— WORK INSTRUCTIONS —
Nothing but a number belongs in the answer: the count of lines below that contain the word "tree".
+ + + + + + +
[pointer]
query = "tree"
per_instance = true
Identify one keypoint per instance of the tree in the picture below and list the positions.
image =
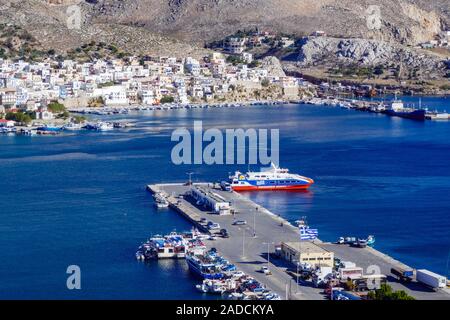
+ + + + + + +
— SOLUTION BELOW —
2